REQUIREMENT =>
Copy out exactly the lines from the one containing "If you could put a dot on the man's" to the last line of the records below, both included, and leave out any pictures.

RECORD EXCERPTS =>
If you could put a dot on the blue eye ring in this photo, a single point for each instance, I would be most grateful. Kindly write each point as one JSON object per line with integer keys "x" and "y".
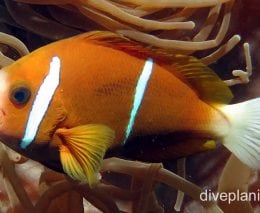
{"x": 20, "y": 95}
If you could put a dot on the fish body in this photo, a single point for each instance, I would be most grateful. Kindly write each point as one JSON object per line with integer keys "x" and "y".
{"x": 104, "y": 91}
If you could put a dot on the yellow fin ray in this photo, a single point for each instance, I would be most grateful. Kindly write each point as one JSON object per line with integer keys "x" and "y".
{"x": 84, "y": 149}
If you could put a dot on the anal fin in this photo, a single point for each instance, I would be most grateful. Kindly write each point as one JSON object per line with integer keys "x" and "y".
{"x": 83, "y": 150}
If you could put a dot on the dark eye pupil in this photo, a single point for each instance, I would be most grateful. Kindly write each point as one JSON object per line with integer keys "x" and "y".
{"x": 20, "y": 95}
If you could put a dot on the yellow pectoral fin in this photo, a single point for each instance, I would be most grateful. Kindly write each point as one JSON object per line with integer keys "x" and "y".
{"x": 84, "y": 149}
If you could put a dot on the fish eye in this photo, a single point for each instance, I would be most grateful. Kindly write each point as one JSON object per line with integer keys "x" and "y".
{"x": 20, "y": 95}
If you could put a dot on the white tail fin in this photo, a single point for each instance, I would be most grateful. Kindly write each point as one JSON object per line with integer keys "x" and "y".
{"x": 243, "y": 139}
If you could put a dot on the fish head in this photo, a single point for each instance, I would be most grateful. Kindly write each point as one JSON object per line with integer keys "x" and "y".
{"x": 30, "y": 103}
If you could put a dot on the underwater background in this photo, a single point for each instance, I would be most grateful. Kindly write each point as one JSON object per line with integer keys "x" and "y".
{"x": 37, "y": 25}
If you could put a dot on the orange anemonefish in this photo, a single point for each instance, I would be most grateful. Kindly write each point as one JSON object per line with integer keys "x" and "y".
{"x": 67, "y": 103}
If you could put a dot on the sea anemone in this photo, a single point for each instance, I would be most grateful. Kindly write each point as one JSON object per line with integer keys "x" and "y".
{"x": 165, "y": 25}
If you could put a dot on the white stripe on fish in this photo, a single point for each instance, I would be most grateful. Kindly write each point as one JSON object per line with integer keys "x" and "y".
{"x": 41, "y": 102}
{"x": 139, "y": 94}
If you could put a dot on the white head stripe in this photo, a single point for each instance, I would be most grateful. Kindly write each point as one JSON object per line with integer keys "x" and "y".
{"x": 41, "y": 102}
{"x": 139, "y": 94}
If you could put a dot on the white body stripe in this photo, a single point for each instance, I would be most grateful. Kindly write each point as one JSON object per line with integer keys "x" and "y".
{"x": 41, "y": 102}
{"x": 139, "y": 94}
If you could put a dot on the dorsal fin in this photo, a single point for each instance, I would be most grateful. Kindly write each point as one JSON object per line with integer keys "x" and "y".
{"x": 209, "y": 87}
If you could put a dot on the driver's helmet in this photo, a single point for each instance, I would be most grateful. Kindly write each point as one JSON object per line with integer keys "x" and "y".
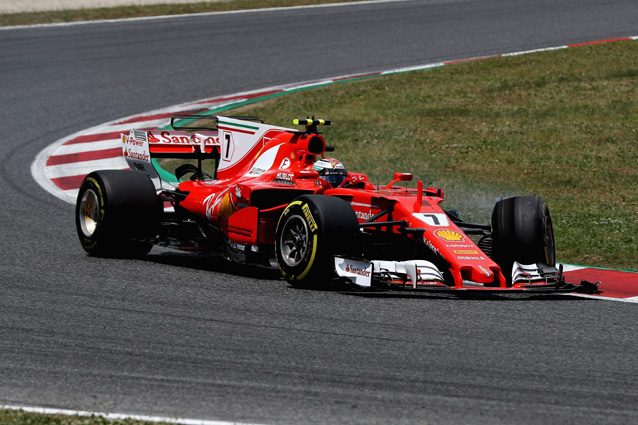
{"x": 331, "y": 170}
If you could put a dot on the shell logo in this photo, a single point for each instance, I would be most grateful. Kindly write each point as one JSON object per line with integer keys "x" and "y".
{"x": 449, "y": 235}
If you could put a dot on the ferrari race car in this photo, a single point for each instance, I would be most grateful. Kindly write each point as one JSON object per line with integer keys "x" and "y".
{"x": 274, "y": 200}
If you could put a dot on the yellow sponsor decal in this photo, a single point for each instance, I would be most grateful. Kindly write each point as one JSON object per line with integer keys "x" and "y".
{"x": 312, "y": 259}
{"x": 466, "y": 251}
{"x": 449, "y": 235}
{"x": 309, "y": 218}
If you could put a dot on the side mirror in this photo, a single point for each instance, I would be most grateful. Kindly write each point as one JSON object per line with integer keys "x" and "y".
{"x": 400, "y": 177}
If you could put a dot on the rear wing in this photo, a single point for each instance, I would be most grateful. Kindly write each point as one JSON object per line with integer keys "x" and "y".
{"x": 139, "y": 147}
{"x": 233, "y": 142}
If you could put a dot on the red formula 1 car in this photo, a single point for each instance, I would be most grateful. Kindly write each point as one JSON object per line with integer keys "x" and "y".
{"x": 274, "y": 200}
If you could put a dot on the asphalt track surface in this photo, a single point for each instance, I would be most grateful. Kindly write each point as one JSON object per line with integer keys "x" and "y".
{"x": 196, "y": 338}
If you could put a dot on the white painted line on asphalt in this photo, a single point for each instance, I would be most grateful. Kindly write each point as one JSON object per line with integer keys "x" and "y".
{"x": 87, "y": 147}
{"x": 525, "y": 52}
{"x": 228, "y": 12}
{"x": 413, "y": 68}
{"x": 119, "y": 416}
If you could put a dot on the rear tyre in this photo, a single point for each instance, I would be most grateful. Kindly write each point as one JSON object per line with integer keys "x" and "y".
{"x": 117, "y": 214}
{"x": 310, "y": 232}
{"x": 522, "y": 231}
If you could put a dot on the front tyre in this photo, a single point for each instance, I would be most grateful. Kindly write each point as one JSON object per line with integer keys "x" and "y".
{"x": 117, "y": 214}
{"x": 310, "y": 232}
{"x": 522, "y": 231}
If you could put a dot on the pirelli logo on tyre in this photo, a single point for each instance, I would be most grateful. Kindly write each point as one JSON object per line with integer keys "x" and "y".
{"x": 309, "y": 218}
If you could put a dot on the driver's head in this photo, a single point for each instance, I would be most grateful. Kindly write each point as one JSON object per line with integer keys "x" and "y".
{"x": 331, "y": 170}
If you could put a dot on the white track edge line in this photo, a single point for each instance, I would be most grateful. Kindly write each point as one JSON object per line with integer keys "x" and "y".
{"x": 203, "y": 14}
{"x": 119, "y": 416}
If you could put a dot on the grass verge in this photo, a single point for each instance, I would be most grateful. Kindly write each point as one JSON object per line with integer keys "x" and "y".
{"x": 31, "y": 18}
{"x": 560, "y": 124}
{"x": 20, "y": 417}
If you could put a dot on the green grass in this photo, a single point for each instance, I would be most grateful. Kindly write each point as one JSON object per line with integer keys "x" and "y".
{"x": 560, "y": 124}
{"x": 19, "y": 417}
{"x": 30, "y": 18}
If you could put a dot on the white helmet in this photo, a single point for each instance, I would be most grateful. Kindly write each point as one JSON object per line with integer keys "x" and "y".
{"x": 331, "y": 170}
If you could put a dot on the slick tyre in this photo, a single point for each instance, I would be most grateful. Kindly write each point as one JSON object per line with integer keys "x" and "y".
{"x": 310, "y": 232}
{"x": 117, "y": 214}
{"x": 522, "y": 231}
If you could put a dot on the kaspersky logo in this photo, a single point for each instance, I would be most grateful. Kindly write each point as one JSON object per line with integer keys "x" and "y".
{"x": 356, "y": 270}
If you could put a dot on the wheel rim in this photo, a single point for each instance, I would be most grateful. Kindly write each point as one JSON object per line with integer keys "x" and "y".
{"x": 89, "y": 212}
{"x": 294, "y": 240}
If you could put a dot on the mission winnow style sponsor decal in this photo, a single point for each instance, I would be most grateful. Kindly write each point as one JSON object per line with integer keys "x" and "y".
{"x": 61, "y": 166}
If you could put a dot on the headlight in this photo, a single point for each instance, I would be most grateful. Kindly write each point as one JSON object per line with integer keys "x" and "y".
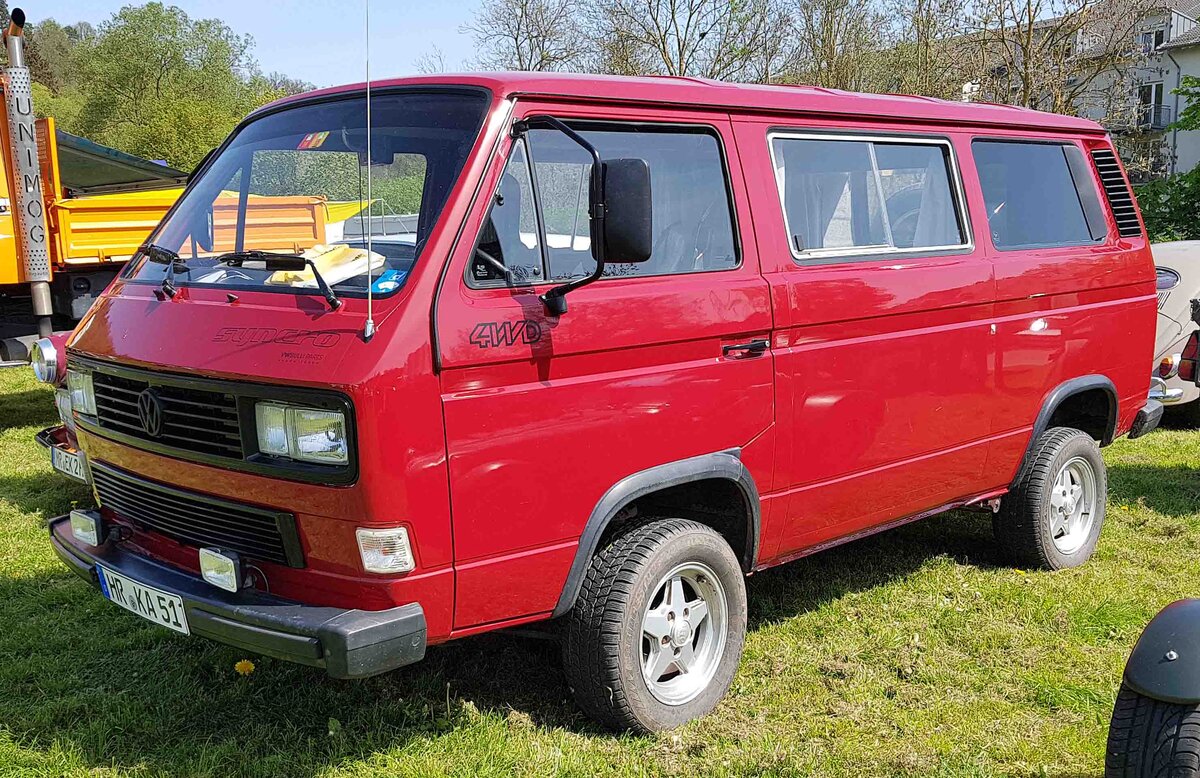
{"x": 307, "y": 435}
{"x": 43, "y": 358}
{"x": 83, "y": 398}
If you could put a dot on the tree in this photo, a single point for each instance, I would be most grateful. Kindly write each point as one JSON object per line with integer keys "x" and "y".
{"x": 729, "y": 40}
{"x": 924, "y": 58}
{"x": 528, "y": 35}
{"x": 49, "y": 54}
{"x": 432, "y": 61}
{"x": 1189, "y": 118}
{"x": 1061, "y": 55}
{"x": 841, "y": 43}
{"x": 163, "y": 85}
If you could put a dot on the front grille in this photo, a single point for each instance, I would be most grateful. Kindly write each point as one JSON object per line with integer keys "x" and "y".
{"x": 192, "y": 419}
{"x": 198, "y": 520}
{"x": 1117, "y": 191}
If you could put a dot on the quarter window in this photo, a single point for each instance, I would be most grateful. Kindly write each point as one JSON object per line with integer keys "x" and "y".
{"x": 693, "y": 214}
{"x": 1037, "y": 195}
{"x": 846, "y": 196}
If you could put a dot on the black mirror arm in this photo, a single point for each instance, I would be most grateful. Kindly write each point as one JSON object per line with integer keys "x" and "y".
{"x": 556, "y": 299}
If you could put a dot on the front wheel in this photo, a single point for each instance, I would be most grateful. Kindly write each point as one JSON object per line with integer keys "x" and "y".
{"x": 657, "y": 632}
{"x": 1150, "y": 738}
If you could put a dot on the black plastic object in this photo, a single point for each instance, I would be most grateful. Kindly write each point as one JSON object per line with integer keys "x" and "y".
{"x": 629, "y": 222}
{"x": 1165, "y": 663}
{"x": 347, "y": 642}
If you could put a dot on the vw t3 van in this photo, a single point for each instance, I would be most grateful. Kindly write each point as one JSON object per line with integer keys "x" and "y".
{"x": 594, "y": 349}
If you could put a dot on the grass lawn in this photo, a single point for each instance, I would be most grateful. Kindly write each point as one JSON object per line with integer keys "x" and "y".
{"x": 911, "y": 653}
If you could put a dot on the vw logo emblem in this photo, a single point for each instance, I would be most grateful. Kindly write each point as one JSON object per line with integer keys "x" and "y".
{"x": 150, "y": 412}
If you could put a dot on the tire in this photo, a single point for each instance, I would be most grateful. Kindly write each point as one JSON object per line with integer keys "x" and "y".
{"x": 1030, "y": 525}
{"x": 1186, "y": 416}
{"x": 1149, "y": 738}
{"x": 606, "y": 642}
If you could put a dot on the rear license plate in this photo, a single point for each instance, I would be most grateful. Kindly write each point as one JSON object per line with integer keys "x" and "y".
{"x": 147, "y": 602}
{"x": 69, "y": 464}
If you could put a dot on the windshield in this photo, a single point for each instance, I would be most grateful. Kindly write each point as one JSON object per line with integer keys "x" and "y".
{"x": 294, "y": 183}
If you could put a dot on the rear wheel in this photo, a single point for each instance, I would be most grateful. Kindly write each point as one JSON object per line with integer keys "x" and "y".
{"x": 1053, "y": 516}
{"x": 657, "y": 632}
{"x": 1151, "y": 738}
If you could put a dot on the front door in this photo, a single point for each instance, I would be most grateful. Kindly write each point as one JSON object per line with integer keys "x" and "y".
{"x": 544, "y": 414}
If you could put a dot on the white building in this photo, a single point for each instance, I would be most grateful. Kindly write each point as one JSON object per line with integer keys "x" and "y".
{"x": 1177, "y": 54}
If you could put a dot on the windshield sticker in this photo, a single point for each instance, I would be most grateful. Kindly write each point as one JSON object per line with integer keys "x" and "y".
{"x": 313, "y": 141}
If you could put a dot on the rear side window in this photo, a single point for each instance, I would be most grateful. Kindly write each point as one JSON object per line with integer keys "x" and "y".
{"x": 1038, "y": 195}
{"x": 549, "y": 239}
{"x": 851, "y": 196}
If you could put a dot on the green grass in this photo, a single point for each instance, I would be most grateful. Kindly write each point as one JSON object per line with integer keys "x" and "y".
{"x": 912, "y": 653}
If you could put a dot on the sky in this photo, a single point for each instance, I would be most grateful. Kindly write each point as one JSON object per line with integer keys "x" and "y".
{"x": 317, "y": 42}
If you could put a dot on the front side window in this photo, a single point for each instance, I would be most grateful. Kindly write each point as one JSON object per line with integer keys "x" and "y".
{"x": 846, "y": 196}
{"x": 547, "y": 237}
{"x": 294, "y": 183}
{"x": 1037, "y": 195}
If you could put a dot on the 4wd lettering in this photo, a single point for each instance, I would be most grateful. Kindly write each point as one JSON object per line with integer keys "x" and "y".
{"x": 489, "y": 334}
{"x": 271, "y": 335}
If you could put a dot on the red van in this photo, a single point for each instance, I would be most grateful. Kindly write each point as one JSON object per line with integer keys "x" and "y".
{"x": 593, "y": 349}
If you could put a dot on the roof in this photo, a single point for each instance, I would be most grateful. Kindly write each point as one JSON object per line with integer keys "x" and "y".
{"x": 697, "y": 93}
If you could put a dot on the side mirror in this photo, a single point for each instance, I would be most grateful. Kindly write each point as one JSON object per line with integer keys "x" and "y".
{"x": 628, "y": 222}
{"x": 199, "y": 165}
{"x": 202, "y": 228}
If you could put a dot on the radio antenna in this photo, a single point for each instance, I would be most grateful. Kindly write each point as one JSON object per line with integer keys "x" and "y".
{"x": 369, "y": 325}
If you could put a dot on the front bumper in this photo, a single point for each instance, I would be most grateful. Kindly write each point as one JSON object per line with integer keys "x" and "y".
{"x": 348, "y": 644}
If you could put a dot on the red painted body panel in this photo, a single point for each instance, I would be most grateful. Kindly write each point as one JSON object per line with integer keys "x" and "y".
{"x": 893, "y": 387}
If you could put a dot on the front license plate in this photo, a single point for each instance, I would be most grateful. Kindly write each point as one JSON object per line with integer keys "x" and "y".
{"x": 69, "y": 464}
{"x": 147, "y": 602}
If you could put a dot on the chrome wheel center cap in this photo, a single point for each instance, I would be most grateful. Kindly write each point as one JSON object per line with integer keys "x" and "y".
{"x": 681, "y": 635}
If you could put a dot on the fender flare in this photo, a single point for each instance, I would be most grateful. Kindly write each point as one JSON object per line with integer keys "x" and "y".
{"x": 1165, "y": 662}
{"x": 1059, "y": 395}
{"x": 720, "y": 465}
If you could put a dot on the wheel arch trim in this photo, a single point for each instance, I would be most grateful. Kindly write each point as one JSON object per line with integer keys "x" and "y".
{"x": 1059, "y": 395}
{"x": 719, "y": 465}
{"x": 1152, "y": 671}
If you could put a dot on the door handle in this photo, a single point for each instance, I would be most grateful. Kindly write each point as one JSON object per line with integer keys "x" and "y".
{"x": 755, "y": 347}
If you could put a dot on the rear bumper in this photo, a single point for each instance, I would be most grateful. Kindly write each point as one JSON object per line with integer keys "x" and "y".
{"x": 348, "y": 644}
{"x": 1147, "y": 419}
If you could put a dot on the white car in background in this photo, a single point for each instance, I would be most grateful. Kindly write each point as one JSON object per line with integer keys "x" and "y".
{"x": 1179, "y": 285}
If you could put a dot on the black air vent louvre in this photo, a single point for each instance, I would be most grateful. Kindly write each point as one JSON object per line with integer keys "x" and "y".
{"x": 1117, "y": 191}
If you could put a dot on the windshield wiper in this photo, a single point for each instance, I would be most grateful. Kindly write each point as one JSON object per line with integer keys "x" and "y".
{"x": 282, "y": 262}
{"x": 161, "y": 255}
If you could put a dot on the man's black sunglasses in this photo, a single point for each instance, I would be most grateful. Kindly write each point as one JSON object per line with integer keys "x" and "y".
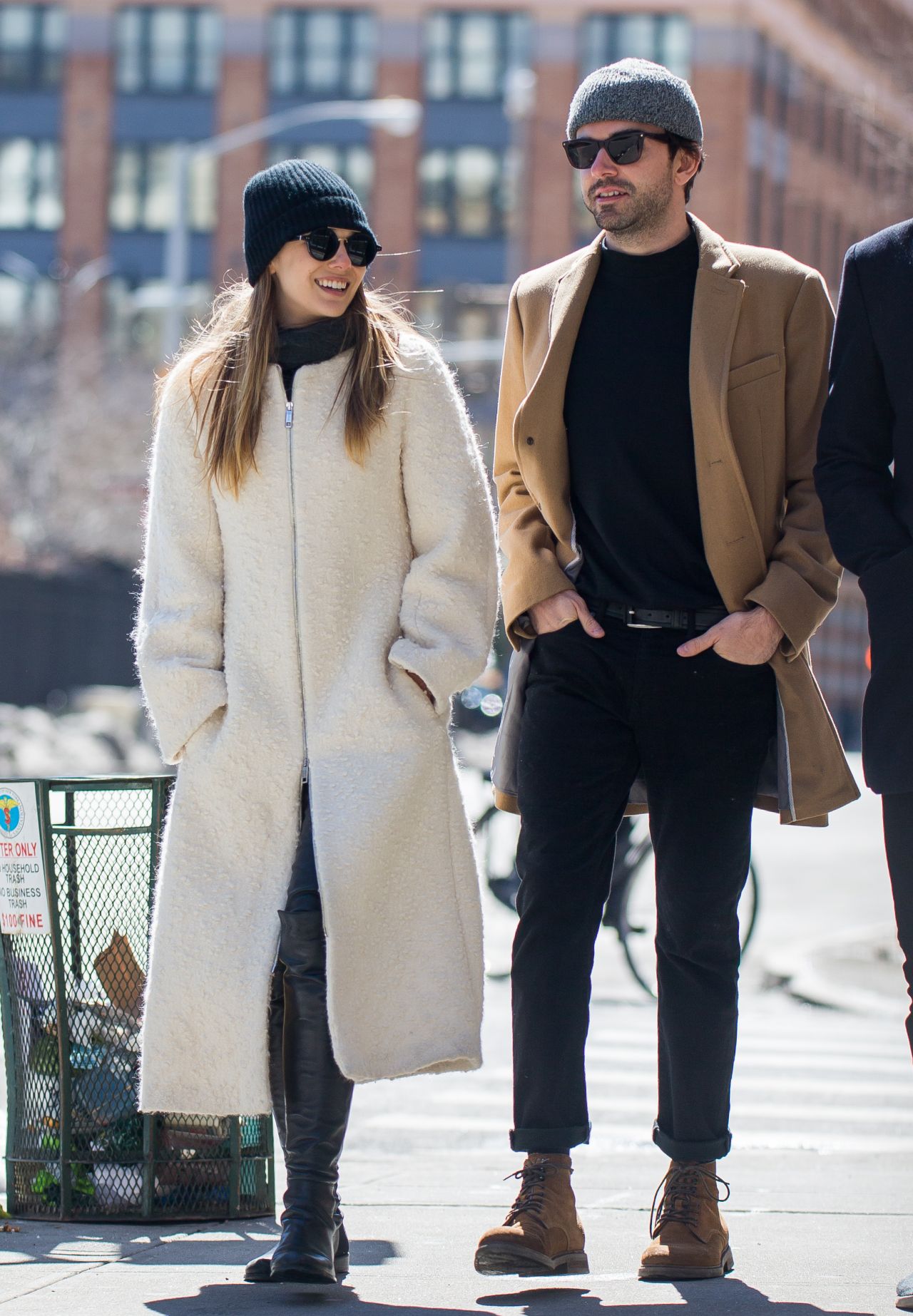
{"x": 625, "y": 148}
{"x": 323, "y": 245}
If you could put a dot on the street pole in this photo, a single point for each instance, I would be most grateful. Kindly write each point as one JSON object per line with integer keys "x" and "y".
{"x": 397, "y": 115}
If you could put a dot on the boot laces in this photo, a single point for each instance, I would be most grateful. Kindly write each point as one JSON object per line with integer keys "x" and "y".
{"x": 679, "y": 1193}
{"x": 531, "y": 1198}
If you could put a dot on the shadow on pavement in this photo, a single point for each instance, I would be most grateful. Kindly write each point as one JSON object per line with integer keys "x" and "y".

SOLUTION =>
If you could put a dot on the man's black sunglasses in this photo, a single point for each instance, I would be most grateful. Kindly write each point as one JSON object per line with integer keys "x" and "y".
{"x": 625, "y": 148}
{"x": 323, "y": 245}
If you could put a dot on the street pole in this photo, a single point for each instance, I would be most grateful. Kindly write each point as one JSON object per line with integer keys "x" and "y".
{"x": 397, "y": 115}
If you could put a dot on the boot laces in this photo, a single point for each instance, I would be most grateful. Kindly write each point as one JSON object per line with integer keys "x" and "y".
{"x": 679, "y": 1193}
{"x": 531, "y": 1198}
If you could put a dot on the shadow on pavement in this photo, a single point for each instance, I would be most grateful. Kindly write each point as one JSON object per line with integer keys "x" and "y".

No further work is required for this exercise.